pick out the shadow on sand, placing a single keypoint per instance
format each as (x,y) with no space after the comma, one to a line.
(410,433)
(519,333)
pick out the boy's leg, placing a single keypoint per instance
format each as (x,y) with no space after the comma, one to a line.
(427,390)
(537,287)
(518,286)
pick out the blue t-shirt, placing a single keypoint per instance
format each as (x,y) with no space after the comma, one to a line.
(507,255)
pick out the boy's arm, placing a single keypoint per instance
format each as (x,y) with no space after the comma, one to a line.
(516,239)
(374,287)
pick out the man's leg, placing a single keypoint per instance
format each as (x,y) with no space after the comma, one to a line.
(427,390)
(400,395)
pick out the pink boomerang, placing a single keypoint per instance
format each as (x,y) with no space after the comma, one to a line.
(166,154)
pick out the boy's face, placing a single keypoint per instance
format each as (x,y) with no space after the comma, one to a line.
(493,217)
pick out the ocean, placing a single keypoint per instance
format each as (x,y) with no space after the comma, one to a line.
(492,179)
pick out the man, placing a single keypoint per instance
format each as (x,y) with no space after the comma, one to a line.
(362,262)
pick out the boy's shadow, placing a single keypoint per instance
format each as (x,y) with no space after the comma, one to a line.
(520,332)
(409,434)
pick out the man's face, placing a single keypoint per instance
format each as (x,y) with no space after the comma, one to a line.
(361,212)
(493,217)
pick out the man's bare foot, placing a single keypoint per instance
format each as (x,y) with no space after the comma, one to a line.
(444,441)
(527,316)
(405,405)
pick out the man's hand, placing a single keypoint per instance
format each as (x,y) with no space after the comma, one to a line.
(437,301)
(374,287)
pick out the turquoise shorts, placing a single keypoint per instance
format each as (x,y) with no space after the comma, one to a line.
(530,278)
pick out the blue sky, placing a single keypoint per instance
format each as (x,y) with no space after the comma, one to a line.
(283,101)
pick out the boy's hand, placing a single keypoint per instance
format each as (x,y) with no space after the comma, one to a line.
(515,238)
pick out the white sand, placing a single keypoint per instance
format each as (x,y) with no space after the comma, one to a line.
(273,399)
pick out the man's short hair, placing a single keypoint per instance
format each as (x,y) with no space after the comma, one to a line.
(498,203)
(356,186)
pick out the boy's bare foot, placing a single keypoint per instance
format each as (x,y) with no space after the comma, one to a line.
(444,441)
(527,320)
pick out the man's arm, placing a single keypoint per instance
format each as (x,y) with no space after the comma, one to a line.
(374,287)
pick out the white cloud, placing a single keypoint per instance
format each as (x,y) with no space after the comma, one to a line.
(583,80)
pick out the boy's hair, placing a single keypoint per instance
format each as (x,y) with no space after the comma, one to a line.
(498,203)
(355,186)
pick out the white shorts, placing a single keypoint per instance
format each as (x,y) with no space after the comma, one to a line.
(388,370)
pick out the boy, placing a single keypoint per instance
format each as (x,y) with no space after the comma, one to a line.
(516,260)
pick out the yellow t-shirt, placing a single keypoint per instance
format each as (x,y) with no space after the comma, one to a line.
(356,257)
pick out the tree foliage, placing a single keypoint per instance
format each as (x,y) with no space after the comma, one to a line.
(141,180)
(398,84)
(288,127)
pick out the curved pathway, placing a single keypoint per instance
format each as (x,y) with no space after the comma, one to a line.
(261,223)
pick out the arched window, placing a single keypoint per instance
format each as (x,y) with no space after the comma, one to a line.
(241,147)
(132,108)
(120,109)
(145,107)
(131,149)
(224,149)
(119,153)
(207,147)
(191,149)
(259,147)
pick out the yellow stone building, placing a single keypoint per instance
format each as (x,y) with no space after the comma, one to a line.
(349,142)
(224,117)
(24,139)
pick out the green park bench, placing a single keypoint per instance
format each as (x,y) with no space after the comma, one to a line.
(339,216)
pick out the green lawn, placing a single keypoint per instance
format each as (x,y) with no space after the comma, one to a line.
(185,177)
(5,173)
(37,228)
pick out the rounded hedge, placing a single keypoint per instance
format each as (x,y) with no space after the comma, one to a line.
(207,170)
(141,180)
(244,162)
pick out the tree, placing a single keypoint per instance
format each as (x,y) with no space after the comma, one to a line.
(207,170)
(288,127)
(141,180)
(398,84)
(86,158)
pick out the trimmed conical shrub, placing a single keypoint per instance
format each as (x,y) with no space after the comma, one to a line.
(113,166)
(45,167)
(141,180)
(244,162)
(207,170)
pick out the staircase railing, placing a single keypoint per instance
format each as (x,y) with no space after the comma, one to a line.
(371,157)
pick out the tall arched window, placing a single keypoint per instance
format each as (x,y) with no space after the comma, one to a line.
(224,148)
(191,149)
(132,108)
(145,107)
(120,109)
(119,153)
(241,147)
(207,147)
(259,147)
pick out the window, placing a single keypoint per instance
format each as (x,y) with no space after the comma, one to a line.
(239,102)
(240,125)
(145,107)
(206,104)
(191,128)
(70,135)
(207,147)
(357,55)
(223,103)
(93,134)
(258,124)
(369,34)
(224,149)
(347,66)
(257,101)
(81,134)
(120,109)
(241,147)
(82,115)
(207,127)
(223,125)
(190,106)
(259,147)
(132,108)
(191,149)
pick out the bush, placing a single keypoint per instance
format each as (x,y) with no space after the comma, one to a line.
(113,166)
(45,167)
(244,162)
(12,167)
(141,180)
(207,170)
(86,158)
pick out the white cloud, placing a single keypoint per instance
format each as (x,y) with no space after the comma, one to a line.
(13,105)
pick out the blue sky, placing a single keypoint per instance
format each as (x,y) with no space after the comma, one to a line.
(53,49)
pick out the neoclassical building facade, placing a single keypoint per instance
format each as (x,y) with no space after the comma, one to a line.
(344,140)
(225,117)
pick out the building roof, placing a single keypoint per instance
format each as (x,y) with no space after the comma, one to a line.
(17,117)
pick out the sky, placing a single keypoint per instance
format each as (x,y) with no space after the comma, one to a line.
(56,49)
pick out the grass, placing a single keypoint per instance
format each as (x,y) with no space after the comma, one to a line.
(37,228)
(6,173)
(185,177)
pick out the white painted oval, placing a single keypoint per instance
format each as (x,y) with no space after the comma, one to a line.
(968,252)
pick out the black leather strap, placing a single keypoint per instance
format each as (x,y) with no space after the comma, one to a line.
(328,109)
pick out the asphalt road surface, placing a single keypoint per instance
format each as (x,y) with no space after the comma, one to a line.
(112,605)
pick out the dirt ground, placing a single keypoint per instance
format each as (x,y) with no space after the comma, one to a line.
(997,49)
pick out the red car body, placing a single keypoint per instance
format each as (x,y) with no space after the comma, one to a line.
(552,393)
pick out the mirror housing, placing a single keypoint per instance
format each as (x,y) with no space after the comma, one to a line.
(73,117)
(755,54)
++++++++++++++++++++
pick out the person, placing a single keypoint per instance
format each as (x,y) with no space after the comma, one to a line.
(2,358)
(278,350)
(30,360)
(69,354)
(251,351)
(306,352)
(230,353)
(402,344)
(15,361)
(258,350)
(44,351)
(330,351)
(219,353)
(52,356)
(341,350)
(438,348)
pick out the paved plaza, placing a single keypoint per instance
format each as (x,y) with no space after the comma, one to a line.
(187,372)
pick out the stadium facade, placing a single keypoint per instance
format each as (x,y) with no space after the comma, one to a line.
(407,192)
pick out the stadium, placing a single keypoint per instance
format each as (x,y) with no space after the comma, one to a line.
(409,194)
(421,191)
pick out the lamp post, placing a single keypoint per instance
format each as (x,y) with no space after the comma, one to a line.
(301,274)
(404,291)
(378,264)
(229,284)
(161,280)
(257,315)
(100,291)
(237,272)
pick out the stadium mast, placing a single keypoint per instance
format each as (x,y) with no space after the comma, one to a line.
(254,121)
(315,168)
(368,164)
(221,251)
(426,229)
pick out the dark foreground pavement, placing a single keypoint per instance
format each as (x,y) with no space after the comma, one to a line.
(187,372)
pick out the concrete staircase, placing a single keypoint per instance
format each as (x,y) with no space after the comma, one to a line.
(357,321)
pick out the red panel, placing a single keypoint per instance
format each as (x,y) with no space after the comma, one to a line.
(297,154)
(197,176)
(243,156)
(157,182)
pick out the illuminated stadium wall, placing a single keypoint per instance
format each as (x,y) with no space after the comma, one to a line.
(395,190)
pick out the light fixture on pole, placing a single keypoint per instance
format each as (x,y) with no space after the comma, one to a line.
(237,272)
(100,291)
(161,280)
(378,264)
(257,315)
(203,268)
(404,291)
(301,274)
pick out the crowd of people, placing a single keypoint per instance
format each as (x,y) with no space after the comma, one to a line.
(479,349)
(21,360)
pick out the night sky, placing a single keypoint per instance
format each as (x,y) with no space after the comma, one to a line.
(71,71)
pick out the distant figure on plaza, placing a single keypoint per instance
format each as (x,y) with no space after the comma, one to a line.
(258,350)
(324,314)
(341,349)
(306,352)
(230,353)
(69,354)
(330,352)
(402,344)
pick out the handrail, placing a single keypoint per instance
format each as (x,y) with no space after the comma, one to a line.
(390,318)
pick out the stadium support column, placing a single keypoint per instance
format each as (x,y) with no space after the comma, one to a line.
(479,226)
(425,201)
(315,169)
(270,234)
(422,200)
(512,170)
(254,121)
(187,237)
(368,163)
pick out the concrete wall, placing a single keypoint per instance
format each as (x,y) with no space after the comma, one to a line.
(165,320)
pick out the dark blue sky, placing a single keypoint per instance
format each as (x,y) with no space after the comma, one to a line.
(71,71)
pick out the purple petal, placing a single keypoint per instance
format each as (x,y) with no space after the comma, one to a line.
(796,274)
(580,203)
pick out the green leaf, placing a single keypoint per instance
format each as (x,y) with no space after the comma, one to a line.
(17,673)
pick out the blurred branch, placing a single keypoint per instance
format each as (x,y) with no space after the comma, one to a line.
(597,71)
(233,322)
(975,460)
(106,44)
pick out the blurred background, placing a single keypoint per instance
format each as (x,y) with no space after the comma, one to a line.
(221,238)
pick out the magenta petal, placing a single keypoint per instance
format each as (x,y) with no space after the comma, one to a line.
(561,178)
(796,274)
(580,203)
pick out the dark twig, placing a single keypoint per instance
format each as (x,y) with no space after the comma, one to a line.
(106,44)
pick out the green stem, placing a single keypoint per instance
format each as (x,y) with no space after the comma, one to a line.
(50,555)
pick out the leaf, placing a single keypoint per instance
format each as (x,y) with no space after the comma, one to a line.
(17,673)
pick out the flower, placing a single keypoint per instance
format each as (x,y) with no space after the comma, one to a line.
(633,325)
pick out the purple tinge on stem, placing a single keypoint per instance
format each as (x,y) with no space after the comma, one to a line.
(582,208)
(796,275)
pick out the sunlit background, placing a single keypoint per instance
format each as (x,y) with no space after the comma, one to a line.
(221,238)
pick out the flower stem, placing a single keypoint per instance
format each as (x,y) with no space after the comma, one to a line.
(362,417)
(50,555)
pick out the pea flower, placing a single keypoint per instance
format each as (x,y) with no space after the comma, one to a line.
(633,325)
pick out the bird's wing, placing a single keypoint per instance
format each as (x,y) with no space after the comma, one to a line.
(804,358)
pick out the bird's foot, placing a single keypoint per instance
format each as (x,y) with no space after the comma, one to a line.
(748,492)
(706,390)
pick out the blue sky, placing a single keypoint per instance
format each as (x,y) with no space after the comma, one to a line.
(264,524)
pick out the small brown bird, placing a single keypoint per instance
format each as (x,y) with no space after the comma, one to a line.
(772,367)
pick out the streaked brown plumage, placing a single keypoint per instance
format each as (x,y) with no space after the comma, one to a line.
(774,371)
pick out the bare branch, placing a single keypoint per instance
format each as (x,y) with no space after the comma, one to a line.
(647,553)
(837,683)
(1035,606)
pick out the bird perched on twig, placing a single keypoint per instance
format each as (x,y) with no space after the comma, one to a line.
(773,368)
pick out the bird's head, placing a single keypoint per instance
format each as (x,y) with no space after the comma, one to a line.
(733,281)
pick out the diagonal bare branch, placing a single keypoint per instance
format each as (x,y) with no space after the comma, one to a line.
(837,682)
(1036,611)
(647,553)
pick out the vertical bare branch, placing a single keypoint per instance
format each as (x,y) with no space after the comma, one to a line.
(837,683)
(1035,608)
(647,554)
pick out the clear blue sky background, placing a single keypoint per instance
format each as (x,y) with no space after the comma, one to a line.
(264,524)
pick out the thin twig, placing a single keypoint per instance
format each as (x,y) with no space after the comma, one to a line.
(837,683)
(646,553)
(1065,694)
++++++++++++++++++++
* _What you have to do_
List every line in the records that contains the word "wall".

* _Task response_
pick out the illuminated stadium wall, placing a single keypoint per instance
pick out the concrete wall, placing a single keypoint per instance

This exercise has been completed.